── Materials provided ──

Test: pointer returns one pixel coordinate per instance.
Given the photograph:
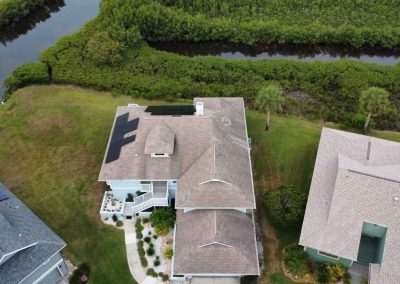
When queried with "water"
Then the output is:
(23, 42)
(259, 52)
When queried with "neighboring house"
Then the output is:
(353, 209)
(29, 250)
(196, 159)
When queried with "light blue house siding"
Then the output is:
(313, 253)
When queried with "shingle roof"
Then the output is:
(215, 241)
(21, 228)
(356, 179)
(160, 139)
(210, 154)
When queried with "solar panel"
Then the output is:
(118, 138)
(3, 195)
(171, 110)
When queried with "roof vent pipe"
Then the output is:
(199, 109)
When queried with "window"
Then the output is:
(328, 255)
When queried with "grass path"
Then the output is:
(52, 142)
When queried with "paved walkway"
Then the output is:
(135, 267)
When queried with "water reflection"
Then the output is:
(41, 14)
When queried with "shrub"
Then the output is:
(81, 274)
(142, 253)
(358, 121)
(157, 261)
(151, 272)
(115, 218)
(139, 229)
(285, 206)
(103, 50)
(150, 251)
(168, 252)
(30, 73)
(294, 258)
(129, 197)
(162, 219)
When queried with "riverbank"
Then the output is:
(14, 10)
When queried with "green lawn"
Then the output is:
(52, 142)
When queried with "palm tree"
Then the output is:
(270, 99)
(373, 101)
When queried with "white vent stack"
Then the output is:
(199, 108)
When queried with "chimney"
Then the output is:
(199, 108)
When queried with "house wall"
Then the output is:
(121, 188)
(313, 253)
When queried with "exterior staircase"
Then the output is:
(159, 197)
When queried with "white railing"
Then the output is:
(148, 200)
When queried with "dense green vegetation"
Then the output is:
(13, 10)
(109, 54)
(57, 176)
(355, 23)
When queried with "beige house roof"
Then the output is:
(215, 242)
(209, 154)
(160, 139)
(356, 179)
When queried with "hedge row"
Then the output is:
(13, 10)
(371, 23)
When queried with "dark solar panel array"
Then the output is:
(171, 110)
(118, 139)
(3, 195)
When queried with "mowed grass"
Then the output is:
(285, 155)
(52, 142)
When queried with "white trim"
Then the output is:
(215, 180)
(42, 264)
(215, 243)
(50, 270)
(324, 254)
(15, 251)
(248, 150)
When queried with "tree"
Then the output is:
(285, 206)
(373, 101)
(270, 99)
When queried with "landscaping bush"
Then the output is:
(151, 272)
(150, 251)
(139, 228)
(162, 219)
(30, 73)
(157, 261)
(142, 253)
(285, 206)
(81, 274)
(168, 252)
(163, 276)
(294, 258)
(332, 273)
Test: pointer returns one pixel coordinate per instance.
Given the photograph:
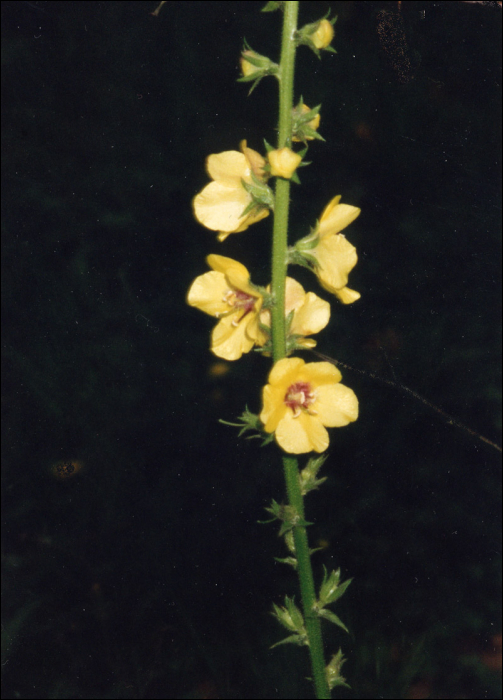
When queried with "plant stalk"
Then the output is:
(279, 270)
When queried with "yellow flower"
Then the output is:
(324, 34)
(227, 294)
(284, 162)
(335, 256)
(220, 205)
(311, 124)
(310, 313)
(301, 399)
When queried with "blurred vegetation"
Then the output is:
(133, 563)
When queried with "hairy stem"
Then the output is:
(279, 269)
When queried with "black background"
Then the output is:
(145, 574)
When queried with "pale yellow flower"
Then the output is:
(323, 36)
(301, 399)
(284, 162)
(220, 205)
(310, 313)
(227, 294)
(334, 254)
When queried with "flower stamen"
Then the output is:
(239, 300)
(300, 396)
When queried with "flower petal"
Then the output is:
(336, 405)
(230, 341)
(346, 295)
(337, 216)
(319, 373)
(220, 207)
(207, 293)
(336, 257)
(229, 167)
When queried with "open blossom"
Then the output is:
(310, 313)
(334, 256)
(301, 400)
(220, 206)
(227, 294)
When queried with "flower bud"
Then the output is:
(254, 65)
(323, 35)
(284, 162)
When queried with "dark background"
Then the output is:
(134, 566)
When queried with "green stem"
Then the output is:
(282, 195)
(279, 269)
(305, 573)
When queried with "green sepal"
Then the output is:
(293, 639)
(262, 195)
(272, 6)
(291, 561)
(268, 146)
(303, 35)
(288, 515)
(309, 477)
(250, 421)
(295, 257)
(290, 617)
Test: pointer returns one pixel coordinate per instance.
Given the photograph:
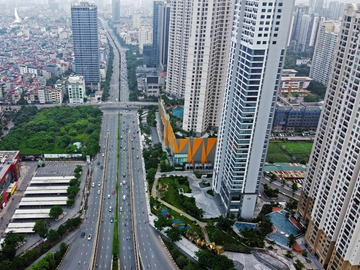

───

- _Work item_: Copy out each line of the data exactly as it reads; skip the pictures.

- _Output of the task_:
Test: pointer returns one pixel coordinate per instance.
Given the photograph:
When queried with "water"
Then the output is:
(23, 42)
(259, 52)
When queried with "neighboring house"
Then the output is:
(353, 209)
(29, 250)
(196, 159)
When queried with "light blue house siding"
Then the output is:
(313, 253)
When queried with "shingle roof"
Then the output is:
(215, 241)
(21, 228)
(356, 179)
(160, 139)
(210, 154)
When queried with "solar panel"
Then the output is:
(118, 138)
(3, 195)
(171, 110)
When queried with "roof vent pipe"
Then the output is:
(199, 109)
When queried with "window"
Then the output is:
(328, 255)
When queried with "grass path"
Then the output is:
(52, 142)
When queried with "paved walkway"
Then the output is:
(135, 267)
When queried with "water reflection"
Then the output is:
(41, 14)
When queried with "shrub"
Then the output is:
(81, 274)
(142, 253)
(358, 121)
(157, 261)
(151, 272)
(115, 218)
(139, 229)
(285, 206)
(103, 50)
(150, 251)
(168, 252)
(30, 73)
(294, 258)
(129, 197)
(162, 219)
When queried with "riverbank"
Then the output is:
(14, 10)
When queried with "green lawn"
Then the output is:
(52, 142)
When queried with "palm tree"
Then the output is:
(270, 99)
(373, 101)
When queried with "white vent stack"
Then the output is:
(199, 108)
When queried with "chimney"
Then the output is:
(199, 108)
When queried with "house wall"
Then the output is:
(121, 188)
(313, 253)
When queried with "exterior staircase"
Then the output is:
(159, 197)
When queried with "white railing"
Then the output is:
(148, 200)
When queried with "dense green vegetation"
Then the output is:
(13, 10)
(109, 54)
(57, 176)
(355, 23)
When queried with "beige house roof"
Then the output is:
(215, 242)
(209, 154)
(160, 139)
(356, 179)
When queried with "hedge row"
Then the output is:
(13, 10)
(371, 23)
When queried with "dark solar panel array"
Then the output is:
(171, 110)
(118, 139)
(3, 195)
When queried with "mowed grass"
Then the output is:
(285, 155)
(52, 142)
When queried with "white trim"
Then the output is:
(215, 180)
(42, 264)
(215, 243)
(50, 270)
(324, 254)
(15, 251)
(248, 150)
When queried with "tree"
Then the output is:
(285, 206)
(373, 101)
(270, 99)
When queried with "landscaping bush"
Then the output is:
(151, 272)
(150, 251)
(139, 228)
(162, 219)
(30, 73)
(157, 261)
(142, 253)
(285, 206)
(81, 274)
(168, 252)
(163, 276)
(294, 258)
(332, 273)
Test: pointer returns one pixel coordinate per instance.
Given the photograph:
When queried with "plant stalk"
Then the output is:
(279, 270)
When queried with "yellow flower"
Then the output is:
(324, 34)
(227, 294)
(284, 162)
(335, 256)
(220, 205)
(311, 124)
(310, 313)
(301, 399)
When queried with "blurred vegetation"
Then the output is:
(133, 563)
When queried with "hairy stem"
Then the output is:
(279, 269)
When queried with "black background"
Then the output is:
(145, 574)
When queried with "pale yellow flower"
Then the output is:
(323, 36)
(301, 399)
(284, 162)
(220, 205)
(310, 313)
(227, 294)
(334, 254)
When queried with "flower stamen"
Then the output is:
(239, 300)
(300, 396)
When queried with "flower petal"
Then the output is:
(336, 405)
(230, 341)
(346, 295)
(337, 216)
(319, 373)
(220, 207)
(207, 293)
(336, 257)
(229, 167)
When queried with "open blossom"
Then the output is:
(310, 313)
(334, 256)
(301, 400)
(220, 206)
(227, 294)
When queried with "flower bud"
Then the output is:
(254, 65)
(323, 35)
(284, 162)
When queried with "dark background"
Then the output is:
(134, 566)
When queried with "green stem"
Then the output is:
(282, 195)
(279, 269)
(305, 573)
When queried with "green sepal"
Then the output is:
(293, 639)
(262, 195)
(272, 6)
(291, 561)
(268, 146)
(303, 35)
(288, 515)
(309, 477)
(250, 421)
(295, 257)
(290, 617)
Test: pointer returns one pixel coordinate per instance.
Given the photograph:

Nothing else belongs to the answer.